_Entries_:
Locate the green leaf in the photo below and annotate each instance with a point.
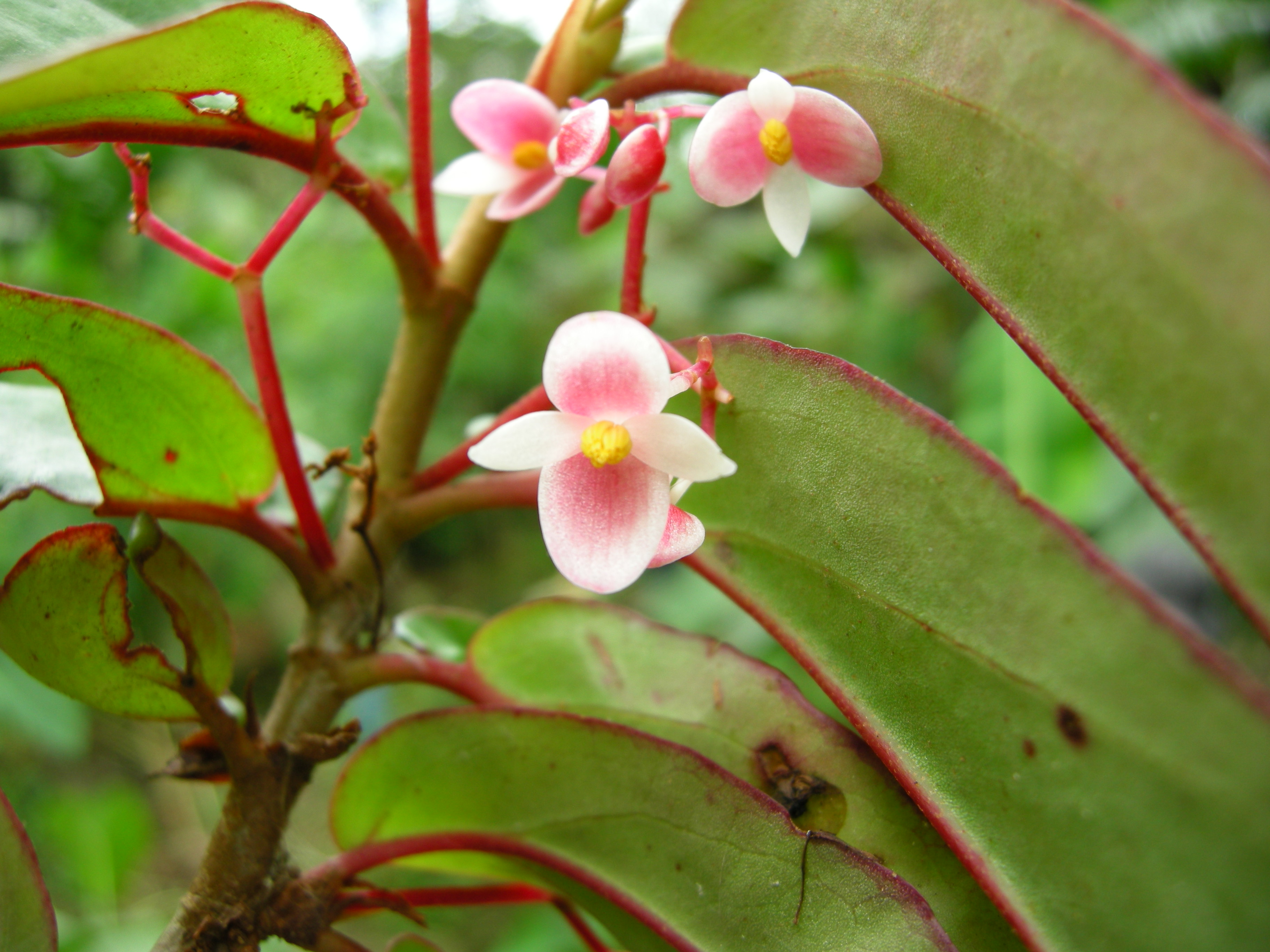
(1076, 744)
(600, 660)
(698, 856)
(277, 63)
(64, 619)
(42, 450)
(27, 922)
(437, 630)
(1108, 219)
(164, 427)
(194, 605)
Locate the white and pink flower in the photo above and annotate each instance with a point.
(770, 137)
(609, 454)
(514, 126)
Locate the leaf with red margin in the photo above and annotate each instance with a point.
(600, 660)
(277, 63)
(1111, 220)
(166, 428)
(64, 619)
(1099, 767)
(703, 861)
(27, 922)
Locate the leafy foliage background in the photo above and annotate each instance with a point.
(116, 847)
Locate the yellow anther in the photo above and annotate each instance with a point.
(775, 140)
(605, 443)
(530, 154)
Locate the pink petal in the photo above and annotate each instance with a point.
(596, 209)
(533, 193)
(583, 139)
(637, 167)
(531, 441)
(602, 527)
(831, 141)
(727, 163)
(478, 174)
(498, 115)
(606, 366)
(771, 97)
(677, 446)
(788, 205)
(684, 536)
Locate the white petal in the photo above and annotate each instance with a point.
(531, 441)
(770, 96)
(477, 174)
(684, 536)
(677, 446)
(788, 205)
(602, 527)
(606, 366)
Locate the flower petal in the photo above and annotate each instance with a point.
(498, 115)
(534, 192)
(477, 174)
(531, 441)
(788, 205)
(583, 139)
(602, 526)
(727, 162)
(637, 167)
(770, 96)
(677, 446)
(606, 366)
(684, 536)
(831, 141)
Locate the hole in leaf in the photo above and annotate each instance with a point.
(216, 103)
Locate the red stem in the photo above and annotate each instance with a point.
(388, 668)
(456, 461)
(633, 268)
(373, 855)
(420, 98)
(150, 225)
(580, 926)
(500, 894)
(285, 228)
(275, 405)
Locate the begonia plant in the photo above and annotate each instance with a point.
(1028, 748)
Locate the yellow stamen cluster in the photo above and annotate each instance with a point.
(530, 154)
(776, 143)
(605, 443)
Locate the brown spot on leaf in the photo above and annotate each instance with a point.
(1071, 727)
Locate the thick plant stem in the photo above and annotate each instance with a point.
(420, 98)
(275, 405)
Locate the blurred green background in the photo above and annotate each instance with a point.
(119, 848)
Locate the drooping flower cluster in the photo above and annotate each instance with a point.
(765, 139)
(609, 454)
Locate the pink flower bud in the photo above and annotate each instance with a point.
(637, 167)
(596, 210)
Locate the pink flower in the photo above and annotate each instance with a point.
(770, 137)
(514, 126)
(609, 456)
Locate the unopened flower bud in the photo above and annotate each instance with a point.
(637, 167)
(596, 210)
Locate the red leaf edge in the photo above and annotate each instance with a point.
(371, 855)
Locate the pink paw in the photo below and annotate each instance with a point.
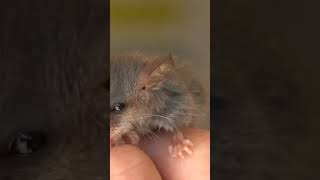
(180, 147)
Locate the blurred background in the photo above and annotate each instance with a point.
(156, 27)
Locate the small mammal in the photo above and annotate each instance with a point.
(148, 93)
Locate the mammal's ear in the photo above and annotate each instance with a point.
(155, 72)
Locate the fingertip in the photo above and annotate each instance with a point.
(193, 166)
(129, 162)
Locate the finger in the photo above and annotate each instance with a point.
(195, 166)
(129, 162)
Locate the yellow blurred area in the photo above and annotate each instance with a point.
(144, 12)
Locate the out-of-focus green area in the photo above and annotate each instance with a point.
(144, 12)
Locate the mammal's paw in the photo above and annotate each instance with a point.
(180, 146)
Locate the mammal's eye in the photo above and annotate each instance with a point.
(118, 107)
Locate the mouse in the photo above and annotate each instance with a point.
(149, 93)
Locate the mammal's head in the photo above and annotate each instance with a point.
(149, 92)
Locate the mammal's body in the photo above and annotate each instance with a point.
(148, 93)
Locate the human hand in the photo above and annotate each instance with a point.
(151, 159)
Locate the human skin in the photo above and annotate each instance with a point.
(151, 159)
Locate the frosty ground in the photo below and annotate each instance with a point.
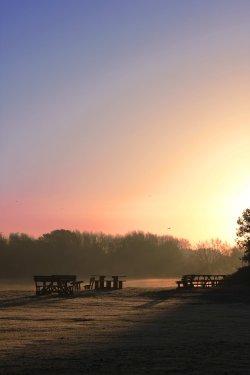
(130, 331)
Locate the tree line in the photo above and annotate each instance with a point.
(136, 254)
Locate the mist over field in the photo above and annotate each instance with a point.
(136, 255)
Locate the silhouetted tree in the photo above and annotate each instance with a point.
(243, 233)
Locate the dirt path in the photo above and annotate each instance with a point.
(130, 331)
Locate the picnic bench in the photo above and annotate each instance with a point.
(201, 281)
(105, 282)
(61, 284)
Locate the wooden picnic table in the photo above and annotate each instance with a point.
(60, 284)
(201, 280)
(106, 282)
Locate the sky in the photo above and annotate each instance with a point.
(123, 115)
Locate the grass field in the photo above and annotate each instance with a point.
(130, 331)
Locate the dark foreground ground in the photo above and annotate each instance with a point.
(131, 331)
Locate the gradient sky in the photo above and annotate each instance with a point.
(123, 115)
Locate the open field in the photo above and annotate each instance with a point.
(130, 331)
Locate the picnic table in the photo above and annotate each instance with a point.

_Work to be completed_:
Rewrite all of the records above, replacing "annotate" with "mark" and leaving everything else unchanged. Omit the pictures.

_Complete response_:
Locate the green leaf in the photo below and mark each instance with a point.
(1076, 744)
(600, 660)
(698, 856)
(277, 63)
(64, 619)
(42, 450)
(27, 922)
(437, 630)
(1108, 219)
(164, 427)
(194, 605)
Locate the white and pink flower in the photo above and mark each instance with a point.
(770, 137)
(609, 454)
(514, 126)
Locate the leaf with red margin in the photo above and mark each instance with a point.
(600, 660)
(277, 63)
(1111, 220)
(166, 428)
(64, 619)
(1099, 767)
(703, 861)
(27, 922)
Locate the leafy foliage background in the photo above and mark each instance with a point.
(116, 847)
Locate the yellow anther in the photo above and mark each instance with a point.
(775, 140)
(605, 443)
(530, 154)
Locate the pink petal in the photo above and mark each instance with a point.
(596, 209)
(533, 193)
(583, 139)
(637, 167)
(531, 441)
(602, 527)
(831, 141)
(727, 163)
(478, 174)
(498, 115)
(606, 366)
(771, 97)
(677, 446)
(788, 205)
(684, 536)
Locate the white petal in the photo above and mark each instance with a point.
(531, 441)
(770, 96)
(477, 174)
(684, 536)
(677, 446)
(788, 205)
(602, 527)
(606, 366)
Locate the flower petal in the photo above and mark each instance with a point.
(498, 115)
(534, 192)
(477, 174)
(531, 441)
(788, 205)
(583, 139)
(602, 526)
(727, 162)
(637, 167)
(770, 96)
(677, 446)
(606, 366)
(684, 536)
(831, 141)
Locate the hole in leaf in the photo above and mark each instance with a point.
(216, 103)
Locate the red stem in the photo above and mark each instance with a point.
(388, 668)
(456, 461)
(633, 268)
(373, 855)
(420, 98)
(150, 225)
(580, 926)
(500, 894)
(285, 228)
(275, 405)
Locate the begonia plant in the photo above and mark each instance with a point.
(1028, 748)
Locate the yellow stamen cluster in the photo above and mark each instance with a point.
(530, 154)
(776, 143)
(605, 443)
Locate the brown spot on leaf in the photo above and mark each instance with a point.
(1071, 727)
Locate the thick plant stem in the photo above and mark each instance with a point.
(420, 98)
(275, 405)
Locate the blurred green background in the photo above and mark each instance with a point.
(119, 848)
Locate the drooping flower cluster in the photo above and mark each instance with a point.
(765, 139)
(609, 454)
Locate the pink flower bud in the photo above and mark each instance with a point.
(637, 167)
(596, 210)
Locate the pink flower in the photo above and mark each instance with a point.
(770, 137)
(514, 126)
(609, 456)
Locate the unopened flower bud in the photo above and mark each instance with a point.
(637, 167)
(596, 210)
Locate the red leaf edge in the photo above and mark each instance with a point.
(371, 855)
Locate the pink paw in the photo below and mark each instance with a point.
(180, 147)
Locate the blurred background in the photo above and mark each instance with a point.
(156, 27)
Locate the small mammal in the photo above and mark each instance with a point.
(148, 93)
Locate the mammal's ear in the photo above and mark each instance with a point.
(155, 72)
Locate the fingertip in the photo above and mark each instance with a point.
(193, 166)
(129, 162)
Locate the finger in the photo above and mark each instance with a point.
(195, 166)
(129, 162)
Locate the yellow blurred area in the photo above and mark each instance with a point.
(144, 12)
Locate the out-of-focus green area in the photo above and mark each instance with a point.
(144, 12)
Locate the mammal's paw in the photo above and mark each instance with a point.
(180, 146)
Locate the mammal's eye in the photo above and mark each instance with a point.
(118, 107)
Locate the mouse in the photo above and mark each instance with a point.
(149, 93)
Locate the mammal's head in the photo above and mark each instance with a point.
(149, 92)
Locate the mammal's body in the photo above and mark each instance with a point.
(148, 93)
Locate the human hand in the photo above and mark each instance with a point.
(151, 159)
Locate the human skin in the photo above and mark each instance with a point.
(151, 159)
Locate the frosty ground in the photo below and mark each instance with a point.
(130, 331)
Locate the tree line in the photo above and mark each instance with a point.
(136, 254)
Locate the mist over field in the photo above and mark each instance with a point.
(136, 255)
Locate the silhouetted tree in the photo above and mark each instance with a point.
(243, 233)
Locate the dirt path in the photo above and mark each instance with a point.
(130, 331)
Locate the picnic bench in the photo above and mark each instance with a point.
(201, 281)
(105, 282)
(61, 284)
Locate the wooden picnic table in the photo above and mark each instance with a point.
(60, 284)
(201, 280)
(106, 282)
Locate the sky in the photo above and mark each instance with a point.
(123, 115)
Locate the grass field in the photo above and mark each instance with a point.
(130, 331)
Locate the dark foreground ground in the photo above and mark each instance with a point.
(131, 331)
Locate the gradient sky in the photo above and mark each instance with a point.
(123, 115)
Locate the open field in the photo above and mark each instance with a point.
(130, 331)
Locate the picnic table in the photo above and mark each instance with a point.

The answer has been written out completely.